[Data entries]
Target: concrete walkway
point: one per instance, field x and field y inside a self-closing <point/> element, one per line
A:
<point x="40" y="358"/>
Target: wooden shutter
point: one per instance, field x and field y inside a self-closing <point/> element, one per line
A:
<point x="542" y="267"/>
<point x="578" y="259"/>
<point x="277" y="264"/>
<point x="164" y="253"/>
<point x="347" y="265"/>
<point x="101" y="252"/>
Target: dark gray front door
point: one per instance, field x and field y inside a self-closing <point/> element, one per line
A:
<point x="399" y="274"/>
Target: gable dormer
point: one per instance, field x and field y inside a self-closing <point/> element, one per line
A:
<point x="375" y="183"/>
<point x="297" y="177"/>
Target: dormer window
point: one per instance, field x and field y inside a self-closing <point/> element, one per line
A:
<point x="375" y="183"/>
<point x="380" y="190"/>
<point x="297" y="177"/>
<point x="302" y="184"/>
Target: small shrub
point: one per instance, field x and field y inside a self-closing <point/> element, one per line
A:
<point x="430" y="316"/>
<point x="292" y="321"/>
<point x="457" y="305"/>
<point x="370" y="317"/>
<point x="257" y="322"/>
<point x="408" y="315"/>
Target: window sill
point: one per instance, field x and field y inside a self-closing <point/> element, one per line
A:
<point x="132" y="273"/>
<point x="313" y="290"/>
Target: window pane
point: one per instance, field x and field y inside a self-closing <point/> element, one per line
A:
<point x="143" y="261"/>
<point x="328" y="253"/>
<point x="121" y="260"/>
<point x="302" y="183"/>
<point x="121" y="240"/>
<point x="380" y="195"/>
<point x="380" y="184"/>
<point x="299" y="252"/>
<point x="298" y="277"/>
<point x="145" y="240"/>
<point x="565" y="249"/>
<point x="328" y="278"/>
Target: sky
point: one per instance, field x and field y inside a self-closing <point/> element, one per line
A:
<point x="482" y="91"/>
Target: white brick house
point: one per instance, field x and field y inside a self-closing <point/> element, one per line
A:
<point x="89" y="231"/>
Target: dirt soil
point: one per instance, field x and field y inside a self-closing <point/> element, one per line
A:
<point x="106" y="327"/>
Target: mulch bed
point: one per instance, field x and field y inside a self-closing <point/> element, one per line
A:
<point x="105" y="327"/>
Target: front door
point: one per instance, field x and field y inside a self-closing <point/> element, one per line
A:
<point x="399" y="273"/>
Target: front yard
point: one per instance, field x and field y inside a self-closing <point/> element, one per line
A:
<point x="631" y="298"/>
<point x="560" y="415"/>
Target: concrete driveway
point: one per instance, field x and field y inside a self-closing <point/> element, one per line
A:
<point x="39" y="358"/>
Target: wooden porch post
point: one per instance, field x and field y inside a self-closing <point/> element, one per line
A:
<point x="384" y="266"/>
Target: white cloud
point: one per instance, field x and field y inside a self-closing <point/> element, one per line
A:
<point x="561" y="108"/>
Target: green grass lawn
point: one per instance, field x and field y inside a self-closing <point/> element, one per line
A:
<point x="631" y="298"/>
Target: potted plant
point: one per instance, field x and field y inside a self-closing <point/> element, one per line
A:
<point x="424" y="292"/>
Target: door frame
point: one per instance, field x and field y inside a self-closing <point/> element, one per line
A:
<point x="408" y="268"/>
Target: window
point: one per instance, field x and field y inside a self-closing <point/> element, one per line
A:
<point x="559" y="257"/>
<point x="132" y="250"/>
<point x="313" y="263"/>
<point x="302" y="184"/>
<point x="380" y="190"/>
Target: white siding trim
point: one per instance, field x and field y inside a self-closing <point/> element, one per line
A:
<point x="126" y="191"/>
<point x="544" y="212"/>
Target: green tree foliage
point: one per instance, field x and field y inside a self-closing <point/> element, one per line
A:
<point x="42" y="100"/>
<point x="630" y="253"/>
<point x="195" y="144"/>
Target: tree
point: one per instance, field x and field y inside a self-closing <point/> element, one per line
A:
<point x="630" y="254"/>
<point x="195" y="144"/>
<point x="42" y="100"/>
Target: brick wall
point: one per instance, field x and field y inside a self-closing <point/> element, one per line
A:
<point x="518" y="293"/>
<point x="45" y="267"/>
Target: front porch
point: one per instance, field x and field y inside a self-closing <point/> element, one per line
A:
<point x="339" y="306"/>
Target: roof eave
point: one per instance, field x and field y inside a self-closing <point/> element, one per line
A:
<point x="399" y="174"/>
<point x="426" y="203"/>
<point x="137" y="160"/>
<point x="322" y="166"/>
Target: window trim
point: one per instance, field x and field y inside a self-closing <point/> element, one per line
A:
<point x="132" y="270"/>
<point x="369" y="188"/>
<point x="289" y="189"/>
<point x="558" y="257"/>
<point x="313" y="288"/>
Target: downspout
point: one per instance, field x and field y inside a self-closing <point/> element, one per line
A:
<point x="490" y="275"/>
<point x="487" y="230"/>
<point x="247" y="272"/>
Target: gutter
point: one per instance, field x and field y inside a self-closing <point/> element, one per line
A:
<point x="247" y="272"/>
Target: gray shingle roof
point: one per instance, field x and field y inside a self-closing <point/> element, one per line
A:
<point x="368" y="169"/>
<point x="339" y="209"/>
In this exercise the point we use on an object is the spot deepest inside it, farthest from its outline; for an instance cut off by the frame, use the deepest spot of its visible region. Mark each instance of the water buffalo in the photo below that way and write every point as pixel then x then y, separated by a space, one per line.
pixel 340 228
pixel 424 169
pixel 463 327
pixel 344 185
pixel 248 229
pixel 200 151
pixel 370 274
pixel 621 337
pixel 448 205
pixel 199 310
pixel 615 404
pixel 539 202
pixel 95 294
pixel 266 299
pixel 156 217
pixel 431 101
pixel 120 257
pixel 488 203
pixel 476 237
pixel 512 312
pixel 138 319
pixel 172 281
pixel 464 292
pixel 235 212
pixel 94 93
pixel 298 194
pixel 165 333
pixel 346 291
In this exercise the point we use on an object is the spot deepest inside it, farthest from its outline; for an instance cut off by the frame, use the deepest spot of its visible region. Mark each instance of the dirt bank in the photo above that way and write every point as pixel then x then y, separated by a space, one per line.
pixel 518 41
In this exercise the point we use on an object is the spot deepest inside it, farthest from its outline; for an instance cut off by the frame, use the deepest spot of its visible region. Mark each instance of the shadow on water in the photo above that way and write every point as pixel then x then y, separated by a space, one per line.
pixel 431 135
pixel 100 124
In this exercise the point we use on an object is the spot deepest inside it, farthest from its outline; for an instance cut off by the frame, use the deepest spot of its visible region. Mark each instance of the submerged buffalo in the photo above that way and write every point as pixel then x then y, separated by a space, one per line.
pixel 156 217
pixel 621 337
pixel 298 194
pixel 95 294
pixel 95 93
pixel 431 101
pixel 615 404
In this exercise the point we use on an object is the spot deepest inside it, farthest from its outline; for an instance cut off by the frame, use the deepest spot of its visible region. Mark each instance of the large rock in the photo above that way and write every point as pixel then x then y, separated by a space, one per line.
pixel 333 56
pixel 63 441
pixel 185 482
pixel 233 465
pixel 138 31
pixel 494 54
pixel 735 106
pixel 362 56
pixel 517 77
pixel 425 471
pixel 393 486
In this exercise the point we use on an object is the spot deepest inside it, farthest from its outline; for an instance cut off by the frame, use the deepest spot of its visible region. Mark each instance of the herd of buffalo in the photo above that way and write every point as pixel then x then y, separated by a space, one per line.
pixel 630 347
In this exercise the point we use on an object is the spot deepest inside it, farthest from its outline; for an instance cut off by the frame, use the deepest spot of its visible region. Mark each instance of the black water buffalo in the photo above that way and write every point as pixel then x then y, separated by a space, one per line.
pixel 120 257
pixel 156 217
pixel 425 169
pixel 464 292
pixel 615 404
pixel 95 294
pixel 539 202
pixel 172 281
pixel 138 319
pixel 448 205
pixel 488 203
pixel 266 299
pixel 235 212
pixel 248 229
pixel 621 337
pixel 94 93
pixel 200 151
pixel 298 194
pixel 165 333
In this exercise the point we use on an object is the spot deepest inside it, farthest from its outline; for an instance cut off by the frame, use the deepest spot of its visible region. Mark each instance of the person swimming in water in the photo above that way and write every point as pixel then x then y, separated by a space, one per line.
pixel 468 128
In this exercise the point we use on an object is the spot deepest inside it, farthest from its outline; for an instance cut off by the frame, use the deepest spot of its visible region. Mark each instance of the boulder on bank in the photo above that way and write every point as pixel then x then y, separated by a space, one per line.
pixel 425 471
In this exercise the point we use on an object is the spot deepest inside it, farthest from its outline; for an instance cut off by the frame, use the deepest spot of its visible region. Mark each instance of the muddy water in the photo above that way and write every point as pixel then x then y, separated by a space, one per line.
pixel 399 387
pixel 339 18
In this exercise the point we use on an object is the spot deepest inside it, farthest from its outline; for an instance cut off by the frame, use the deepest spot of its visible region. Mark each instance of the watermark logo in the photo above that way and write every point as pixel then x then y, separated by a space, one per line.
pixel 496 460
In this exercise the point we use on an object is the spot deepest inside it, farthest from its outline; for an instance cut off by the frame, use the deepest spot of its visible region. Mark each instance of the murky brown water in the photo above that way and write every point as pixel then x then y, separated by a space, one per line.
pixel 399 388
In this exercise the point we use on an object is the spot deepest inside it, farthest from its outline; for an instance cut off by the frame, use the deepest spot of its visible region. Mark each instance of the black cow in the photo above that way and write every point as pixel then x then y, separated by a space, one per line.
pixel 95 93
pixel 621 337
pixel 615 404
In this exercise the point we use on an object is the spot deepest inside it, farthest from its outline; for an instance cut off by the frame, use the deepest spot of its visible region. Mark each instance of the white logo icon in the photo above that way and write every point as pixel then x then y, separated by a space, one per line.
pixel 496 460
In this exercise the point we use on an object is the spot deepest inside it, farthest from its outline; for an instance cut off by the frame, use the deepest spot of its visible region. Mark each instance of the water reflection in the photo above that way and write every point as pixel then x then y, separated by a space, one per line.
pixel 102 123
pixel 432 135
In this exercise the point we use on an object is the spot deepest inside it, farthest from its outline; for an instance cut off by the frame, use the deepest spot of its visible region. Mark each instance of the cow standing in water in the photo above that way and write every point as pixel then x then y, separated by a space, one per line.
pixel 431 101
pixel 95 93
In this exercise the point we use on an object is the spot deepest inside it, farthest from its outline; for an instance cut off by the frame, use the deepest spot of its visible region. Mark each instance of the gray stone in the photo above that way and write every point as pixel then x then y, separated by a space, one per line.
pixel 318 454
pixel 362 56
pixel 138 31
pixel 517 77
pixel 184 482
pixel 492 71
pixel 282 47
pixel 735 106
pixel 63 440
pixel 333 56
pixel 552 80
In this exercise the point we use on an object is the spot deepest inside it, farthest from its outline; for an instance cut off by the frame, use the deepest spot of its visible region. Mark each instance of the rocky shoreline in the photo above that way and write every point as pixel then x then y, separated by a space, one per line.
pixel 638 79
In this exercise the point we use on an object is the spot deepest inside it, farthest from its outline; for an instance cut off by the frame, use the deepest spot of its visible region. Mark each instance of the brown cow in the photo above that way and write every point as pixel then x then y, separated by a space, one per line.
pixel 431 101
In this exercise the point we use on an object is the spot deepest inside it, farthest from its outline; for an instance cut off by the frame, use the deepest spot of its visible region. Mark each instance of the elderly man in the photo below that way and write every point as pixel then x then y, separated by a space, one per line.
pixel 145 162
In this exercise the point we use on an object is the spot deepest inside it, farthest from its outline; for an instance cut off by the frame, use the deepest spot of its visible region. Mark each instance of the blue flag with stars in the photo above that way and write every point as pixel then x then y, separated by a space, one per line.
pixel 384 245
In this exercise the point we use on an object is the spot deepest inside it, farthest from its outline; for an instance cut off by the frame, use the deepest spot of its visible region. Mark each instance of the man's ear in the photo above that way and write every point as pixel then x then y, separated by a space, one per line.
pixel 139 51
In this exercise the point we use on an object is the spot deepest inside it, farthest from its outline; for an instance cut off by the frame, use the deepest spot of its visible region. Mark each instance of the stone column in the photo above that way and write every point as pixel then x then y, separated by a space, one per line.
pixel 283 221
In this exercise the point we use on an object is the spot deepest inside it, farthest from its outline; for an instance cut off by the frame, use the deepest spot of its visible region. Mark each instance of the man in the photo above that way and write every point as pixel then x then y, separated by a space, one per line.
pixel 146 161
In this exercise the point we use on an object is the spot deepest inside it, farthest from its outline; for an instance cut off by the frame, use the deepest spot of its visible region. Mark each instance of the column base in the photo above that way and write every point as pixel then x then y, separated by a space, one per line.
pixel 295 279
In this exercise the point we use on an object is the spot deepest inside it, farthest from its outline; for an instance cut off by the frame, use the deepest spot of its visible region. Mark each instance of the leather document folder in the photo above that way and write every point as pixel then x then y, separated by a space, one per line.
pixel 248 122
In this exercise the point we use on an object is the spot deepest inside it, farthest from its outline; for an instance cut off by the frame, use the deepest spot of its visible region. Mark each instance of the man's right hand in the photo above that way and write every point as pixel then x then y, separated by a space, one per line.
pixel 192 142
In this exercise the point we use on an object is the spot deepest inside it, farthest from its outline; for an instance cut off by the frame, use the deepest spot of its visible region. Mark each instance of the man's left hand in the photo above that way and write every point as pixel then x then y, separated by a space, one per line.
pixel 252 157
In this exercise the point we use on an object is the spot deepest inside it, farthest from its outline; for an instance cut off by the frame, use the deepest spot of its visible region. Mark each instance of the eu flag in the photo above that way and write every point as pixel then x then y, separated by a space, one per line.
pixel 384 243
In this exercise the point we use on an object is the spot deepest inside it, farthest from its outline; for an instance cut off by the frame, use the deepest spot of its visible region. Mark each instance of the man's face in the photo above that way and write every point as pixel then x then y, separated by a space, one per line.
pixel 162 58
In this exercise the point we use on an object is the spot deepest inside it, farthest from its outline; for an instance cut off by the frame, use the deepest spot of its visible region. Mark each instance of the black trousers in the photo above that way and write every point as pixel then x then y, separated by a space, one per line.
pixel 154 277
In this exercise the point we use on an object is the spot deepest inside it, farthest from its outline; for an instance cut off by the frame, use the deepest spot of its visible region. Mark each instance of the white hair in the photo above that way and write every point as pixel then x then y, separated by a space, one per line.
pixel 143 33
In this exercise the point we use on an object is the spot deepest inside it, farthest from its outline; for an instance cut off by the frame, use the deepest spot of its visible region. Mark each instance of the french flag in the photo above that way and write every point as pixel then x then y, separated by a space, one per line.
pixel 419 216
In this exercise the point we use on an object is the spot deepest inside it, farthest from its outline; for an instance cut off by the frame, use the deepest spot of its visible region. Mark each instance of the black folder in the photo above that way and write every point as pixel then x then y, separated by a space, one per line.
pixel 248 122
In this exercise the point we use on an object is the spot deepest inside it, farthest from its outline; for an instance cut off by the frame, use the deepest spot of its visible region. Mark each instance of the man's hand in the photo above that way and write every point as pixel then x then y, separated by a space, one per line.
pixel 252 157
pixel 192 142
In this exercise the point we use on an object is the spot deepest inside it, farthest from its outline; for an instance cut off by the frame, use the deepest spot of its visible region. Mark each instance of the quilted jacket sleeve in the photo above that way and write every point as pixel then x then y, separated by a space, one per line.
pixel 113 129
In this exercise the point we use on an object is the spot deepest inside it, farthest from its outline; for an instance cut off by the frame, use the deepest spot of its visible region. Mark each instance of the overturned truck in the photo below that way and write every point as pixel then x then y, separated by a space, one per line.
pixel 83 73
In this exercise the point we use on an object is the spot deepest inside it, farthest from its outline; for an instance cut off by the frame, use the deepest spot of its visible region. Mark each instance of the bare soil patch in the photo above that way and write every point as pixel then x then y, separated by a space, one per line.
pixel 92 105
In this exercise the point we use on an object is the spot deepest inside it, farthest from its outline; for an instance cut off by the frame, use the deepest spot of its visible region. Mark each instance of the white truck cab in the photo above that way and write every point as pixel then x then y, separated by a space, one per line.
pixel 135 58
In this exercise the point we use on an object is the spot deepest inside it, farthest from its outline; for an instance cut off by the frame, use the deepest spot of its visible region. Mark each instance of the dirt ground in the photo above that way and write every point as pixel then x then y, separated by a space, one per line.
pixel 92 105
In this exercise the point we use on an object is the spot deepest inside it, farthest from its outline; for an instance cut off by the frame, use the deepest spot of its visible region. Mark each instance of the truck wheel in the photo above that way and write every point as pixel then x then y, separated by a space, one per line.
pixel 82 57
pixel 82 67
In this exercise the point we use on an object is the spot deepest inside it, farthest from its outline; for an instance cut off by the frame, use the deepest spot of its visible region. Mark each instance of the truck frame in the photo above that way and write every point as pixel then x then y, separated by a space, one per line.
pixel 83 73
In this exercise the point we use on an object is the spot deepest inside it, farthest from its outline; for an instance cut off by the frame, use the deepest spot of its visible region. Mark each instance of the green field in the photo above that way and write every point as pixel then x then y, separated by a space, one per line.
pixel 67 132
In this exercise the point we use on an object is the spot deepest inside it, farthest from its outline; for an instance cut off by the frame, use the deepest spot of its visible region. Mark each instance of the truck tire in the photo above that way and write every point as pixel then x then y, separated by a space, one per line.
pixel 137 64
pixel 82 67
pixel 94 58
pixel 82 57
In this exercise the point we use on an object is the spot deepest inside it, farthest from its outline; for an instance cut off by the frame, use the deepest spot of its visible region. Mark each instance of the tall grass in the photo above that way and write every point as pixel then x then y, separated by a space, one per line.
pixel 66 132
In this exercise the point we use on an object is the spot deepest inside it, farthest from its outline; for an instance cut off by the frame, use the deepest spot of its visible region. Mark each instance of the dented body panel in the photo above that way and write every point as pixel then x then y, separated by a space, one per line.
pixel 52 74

- **YOUR GOAL**
From the entries above, work out the number of lines containing the string "concrete" and give that number by itself.

- **TASK OUTPUT**
2